● **How to complete this task**: Return the data below exactly, stopping after the line with "drop a point: the hill".
-- Opening Marker --
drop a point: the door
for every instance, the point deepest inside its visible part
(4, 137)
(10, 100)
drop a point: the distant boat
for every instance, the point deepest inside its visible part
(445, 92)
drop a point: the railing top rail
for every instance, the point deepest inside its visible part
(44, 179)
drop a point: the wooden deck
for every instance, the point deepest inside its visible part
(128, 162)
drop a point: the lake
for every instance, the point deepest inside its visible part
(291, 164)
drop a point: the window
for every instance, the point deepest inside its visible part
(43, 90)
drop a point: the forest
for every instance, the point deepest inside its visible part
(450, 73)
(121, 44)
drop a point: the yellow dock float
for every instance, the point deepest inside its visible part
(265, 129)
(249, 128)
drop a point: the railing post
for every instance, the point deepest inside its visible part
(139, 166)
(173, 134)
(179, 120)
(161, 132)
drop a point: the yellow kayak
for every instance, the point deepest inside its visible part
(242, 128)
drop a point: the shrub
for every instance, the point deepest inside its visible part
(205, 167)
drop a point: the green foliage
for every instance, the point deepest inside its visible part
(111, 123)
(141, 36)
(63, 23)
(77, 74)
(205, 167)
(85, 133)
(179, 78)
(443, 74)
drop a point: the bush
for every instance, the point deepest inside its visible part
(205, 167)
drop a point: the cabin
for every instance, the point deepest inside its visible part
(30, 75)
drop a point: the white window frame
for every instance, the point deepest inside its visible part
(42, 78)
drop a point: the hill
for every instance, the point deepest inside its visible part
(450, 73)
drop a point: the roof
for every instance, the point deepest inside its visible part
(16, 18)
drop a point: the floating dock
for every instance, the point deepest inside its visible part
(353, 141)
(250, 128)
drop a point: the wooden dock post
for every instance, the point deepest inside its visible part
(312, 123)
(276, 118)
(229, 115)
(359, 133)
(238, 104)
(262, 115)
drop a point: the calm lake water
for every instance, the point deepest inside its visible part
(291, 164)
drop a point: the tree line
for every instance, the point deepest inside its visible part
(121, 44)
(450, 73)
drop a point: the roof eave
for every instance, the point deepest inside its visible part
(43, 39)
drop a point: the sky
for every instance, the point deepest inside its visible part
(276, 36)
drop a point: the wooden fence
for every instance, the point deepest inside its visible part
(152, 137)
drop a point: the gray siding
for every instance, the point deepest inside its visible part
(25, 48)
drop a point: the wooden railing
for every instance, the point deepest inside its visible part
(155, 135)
-- Closing Marker --
● **Exercise response**:
drop a point: the door
for every instance, the point deepest inside its visible part
(4, 137)
(10, 100)
drop a point: the distant boat
for every instance, the point deepest inside its visible part
(445, 92)
drop a point: the railing top rail
for every instance, the point deepest inside its visible part
(44, 179)
drop a point: the wooden deck
for every instance, the point deepest inside its visible part
(128, 162)
drop a point: the lake
for every instance, the point deepest inside its visible part
(291, 164)
drop a point: the window
for every instance, the point deepest inside its visible part
(43, 90)
drop a point: the forest
for every instance, the point deepest inside its visible part
(450, 73)
(121, 44)
drop a point: the yellow dock float
for every instance, the point deepest inside its visible part
(265, 129)
(249, 128)
drop a point: the railing post
for every instance, the point deepest inside its visible part
(139, 166)
(173, 134)
(179, 120)
(161, 132)
drop a point: the yellow kayak
for every instance, the point deepest inside its visible part
(242, 128)
drop a point: the shrub
for every instance, the point deepest inside its visible part
(205, 167)
drop a point: the green foliage
for every instance, the point deepest inside its visible part
(111, 123)
(141, 36)
(63, 23)
(77, 74)
(205, 167)
(85, 133)
(179, 78)
(443, 74)
drop a point: the bush
for every instance, the point deepest inside its visible part
(205, 167)
drop a point: the cabin
for every instance, the point deepest inside its visible part
(30, 75)
drop a point: the white window frame
for every instance, the point deepest inside its visible part
(42, 78)
drop a point: the hill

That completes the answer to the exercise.